THE PROBLEM —
Retype every line below verbatim, preserving each character, space, and line break.

ITEMS —
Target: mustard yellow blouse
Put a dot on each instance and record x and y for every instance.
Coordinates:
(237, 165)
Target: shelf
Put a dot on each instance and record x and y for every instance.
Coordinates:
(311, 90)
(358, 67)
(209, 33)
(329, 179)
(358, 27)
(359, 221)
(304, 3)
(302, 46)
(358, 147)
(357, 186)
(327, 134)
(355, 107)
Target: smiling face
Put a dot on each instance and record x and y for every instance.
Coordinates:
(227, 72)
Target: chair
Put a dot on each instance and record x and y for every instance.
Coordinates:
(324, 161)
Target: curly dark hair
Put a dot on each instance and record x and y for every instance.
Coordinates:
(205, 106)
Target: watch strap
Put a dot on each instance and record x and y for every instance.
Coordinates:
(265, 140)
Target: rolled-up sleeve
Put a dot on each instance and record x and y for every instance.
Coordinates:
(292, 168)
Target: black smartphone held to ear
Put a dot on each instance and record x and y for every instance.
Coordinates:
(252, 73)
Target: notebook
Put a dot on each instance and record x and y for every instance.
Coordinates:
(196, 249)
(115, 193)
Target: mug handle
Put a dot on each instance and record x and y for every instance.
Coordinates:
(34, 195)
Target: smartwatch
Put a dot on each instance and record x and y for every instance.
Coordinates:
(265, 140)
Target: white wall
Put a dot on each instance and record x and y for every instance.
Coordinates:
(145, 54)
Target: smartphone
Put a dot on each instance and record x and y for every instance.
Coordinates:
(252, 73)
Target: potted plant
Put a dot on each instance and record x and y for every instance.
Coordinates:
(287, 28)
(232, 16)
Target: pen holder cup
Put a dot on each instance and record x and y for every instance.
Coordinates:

FULL RESPONSE —
Target: mustard yellow blouse
Put a dot on each instance and record x and y for every instance.
Coordinates:
(237, 165)
Target: shelf
Put a dot on each instance and record x and y for every instance.
Coordinates:
(311, 90)
(358, 67)
(209, 33)
(329, 179)
(358, 27)
(359, 221)
(304, 3)
(302, 46)
(358, 147)
(357, 186)
(327, 134)
(355, 107)
Target: smiling face
Put a dot on each instance and record x and y for every instance.
Coordinates:
(227, 72)
Target: chair
Put a dot on each instance and record x and y for every instance.
Coordinates:
(324, 161)
Target: curly dark hair
Put a dot on each instance and record x and y for every instance.
Coordinates:
(205, 106)
Target: watch strap
Put a dot on each instance and record x and y for every instance.
Coordinates:
(265, 140)
Target: rolled-up sleeve
Put a dot on each instance and record x and y for every instance.
Coordinates:
(292, 168)
Target: black smartphone held to ear
Put a dot on each instance and record x and y for every instance.
Coordinates:
(252, 73)
Target: notebook
Put a dot on each instance and record x and y for every instance.
Coordinates:
(196, 249)
(115, 193)
Target: mug handle
Put a dot on each instance and record x and y for every instance.
Coordinates:
(34, 195)
Target: smartwatch
Put a dot on each instance and record x and y for every instance.
Coordinates:
(265, 140)
Target: white wall
Put a dot on each instance and record x and y for every instance.
Coordinates:
(145, 54)
Target: smartphone
Put a dot on each instance and record x and y for every instance.
Coordinates:
(252, 73)
Target: potted plant
Put a dot on each instance and record x and y for every instance.
Coordinates:
(287, 28)
(232, 16)
Target: pen holder cup
Put a dot on each instance and record x and y for every instance.
Coordinates:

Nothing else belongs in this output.